## TASK REQUIREMENTS
Only the lines running from the one with "the dark hull" to the end of the listing should be returned, each exactly as it appears, with both ends kept.

--------------------

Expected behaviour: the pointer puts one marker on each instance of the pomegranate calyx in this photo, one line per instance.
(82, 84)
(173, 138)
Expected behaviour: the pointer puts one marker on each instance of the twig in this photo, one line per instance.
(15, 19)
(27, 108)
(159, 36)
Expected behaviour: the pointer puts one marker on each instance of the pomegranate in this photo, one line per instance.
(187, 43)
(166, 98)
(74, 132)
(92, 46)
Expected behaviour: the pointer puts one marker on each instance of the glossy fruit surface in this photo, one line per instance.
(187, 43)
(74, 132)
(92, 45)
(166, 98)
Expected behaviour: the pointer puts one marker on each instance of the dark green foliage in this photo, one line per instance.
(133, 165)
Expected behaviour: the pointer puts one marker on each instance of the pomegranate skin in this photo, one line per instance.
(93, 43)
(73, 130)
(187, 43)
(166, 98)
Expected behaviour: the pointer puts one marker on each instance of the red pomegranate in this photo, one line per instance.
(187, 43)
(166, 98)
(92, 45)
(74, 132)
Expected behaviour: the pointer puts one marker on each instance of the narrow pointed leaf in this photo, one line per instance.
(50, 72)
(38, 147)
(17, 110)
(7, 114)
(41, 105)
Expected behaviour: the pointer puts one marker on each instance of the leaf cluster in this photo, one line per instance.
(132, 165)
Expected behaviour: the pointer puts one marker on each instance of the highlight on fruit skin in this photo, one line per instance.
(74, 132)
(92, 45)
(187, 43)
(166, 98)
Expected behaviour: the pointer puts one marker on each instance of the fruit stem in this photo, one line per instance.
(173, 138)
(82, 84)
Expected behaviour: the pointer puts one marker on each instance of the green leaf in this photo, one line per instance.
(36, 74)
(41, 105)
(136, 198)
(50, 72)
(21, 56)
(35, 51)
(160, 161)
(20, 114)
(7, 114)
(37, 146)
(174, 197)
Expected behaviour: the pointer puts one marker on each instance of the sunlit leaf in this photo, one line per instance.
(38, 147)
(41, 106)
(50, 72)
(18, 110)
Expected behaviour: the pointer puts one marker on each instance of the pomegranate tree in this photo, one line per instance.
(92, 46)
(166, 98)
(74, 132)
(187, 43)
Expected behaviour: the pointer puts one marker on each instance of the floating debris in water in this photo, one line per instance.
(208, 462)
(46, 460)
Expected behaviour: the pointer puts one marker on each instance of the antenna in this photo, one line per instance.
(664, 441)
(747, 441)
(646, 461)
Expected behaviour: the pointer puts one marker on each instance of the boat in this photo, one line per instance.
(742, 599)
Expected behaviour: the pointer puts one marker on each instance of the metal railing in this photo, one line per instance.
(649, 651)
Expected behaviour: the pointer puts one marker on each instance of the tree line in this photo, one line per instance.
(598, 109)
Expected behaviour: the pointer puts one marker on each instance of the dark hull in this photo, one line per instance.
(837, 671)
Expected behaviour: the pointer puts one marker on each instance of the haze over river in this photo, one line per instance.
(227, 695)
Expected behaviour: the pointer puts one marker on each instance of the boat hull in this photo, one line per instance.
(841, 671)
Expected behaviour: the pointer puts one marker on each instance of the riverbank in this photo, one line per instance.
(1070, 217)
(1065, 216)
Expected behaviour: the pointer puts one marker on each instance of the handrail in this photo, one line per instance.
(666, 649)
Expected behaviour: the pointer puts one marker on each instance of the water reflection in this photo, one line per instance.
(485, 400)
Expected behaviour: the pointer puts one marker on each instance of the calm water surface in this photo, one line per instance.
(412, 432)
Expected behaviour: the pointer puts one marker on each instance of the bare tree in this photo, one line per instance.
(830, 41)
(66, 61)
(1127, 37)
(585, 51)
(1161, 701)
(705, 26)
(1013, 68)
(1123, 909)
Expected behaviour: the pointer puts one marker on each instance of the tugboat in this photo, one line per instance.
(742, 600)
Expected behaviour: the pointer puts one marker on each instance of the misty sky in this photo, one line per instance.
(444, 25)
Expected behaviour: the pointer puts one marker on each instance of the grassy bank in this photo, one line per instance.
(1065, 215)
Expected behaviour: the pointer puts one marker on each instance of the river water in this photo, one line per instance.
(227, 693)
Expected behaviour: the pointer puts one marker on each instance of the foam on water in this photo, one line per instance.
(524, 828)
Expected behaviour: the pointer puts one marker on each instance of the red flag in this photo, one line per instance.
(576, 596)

--------------------

## FINAL ANSWER
Expected behaviour: the pointer puts one marker on each instance of the dark hull in this photo, one line per instance.
(837, 671)
Expected behaviour: the pointer puts one marker on each instance of the haze over river in this photo, one line per instance.
(227, 695)
Expected behaviour: the pointer puts one marker on each instance of the boat hull in this photo, one line per instance.
(841, 671)
Expected behaviour: the pointer puts one marker on each instance of the riverbank in this photo, one line per instance.
(1070, 217)
(1065, 216)
Expected behaviour: the pointer puts one marker on each instance of the handrail in this photo, one line per instance.
(666, 649)
Expected behaviour: the pointer puts one marker on each instance of the water reflection in this photo, one line per instance.
(485, 400)
Expected behaviour: the pointer puts one marker on each instance of the calm water surface in this photo, one line per instance.
(412, 432)
Expected behaviour: the pointer puts one marker on each instance of the bare tree in this photo, one line per instance.
(830, 41)
(66, 61)
(1127, 37)
(585, 51)
(1161, 701)
(705, 26)
(1013, 68)
(1123, 909)
Expected behaviour: the pointer puts one marker on each instance of the tugboat in this photo, one line per instance.
(742, 600)
Expected behaviour: the pointer puts one marker on each instance of the misty sky in this photo, one line per instance.
(444, 25)
Expected behaviour: the pointer puts one marker on each instance of the grassy bank in this photo, one line per instance.
(1065, 215)
Expected behaviour: the pointer puts one marker on each instance of the river water in this photo, one line per instance.
(227, 693)
Expected behaviour: the pointer puts one marker on each instance of the foam on water in this photo, one line per instance.
(524, 828)
Expected behaviour: the pointer puts one marker on each instance of the red flag in this photo, one line per instance.
(576, 596)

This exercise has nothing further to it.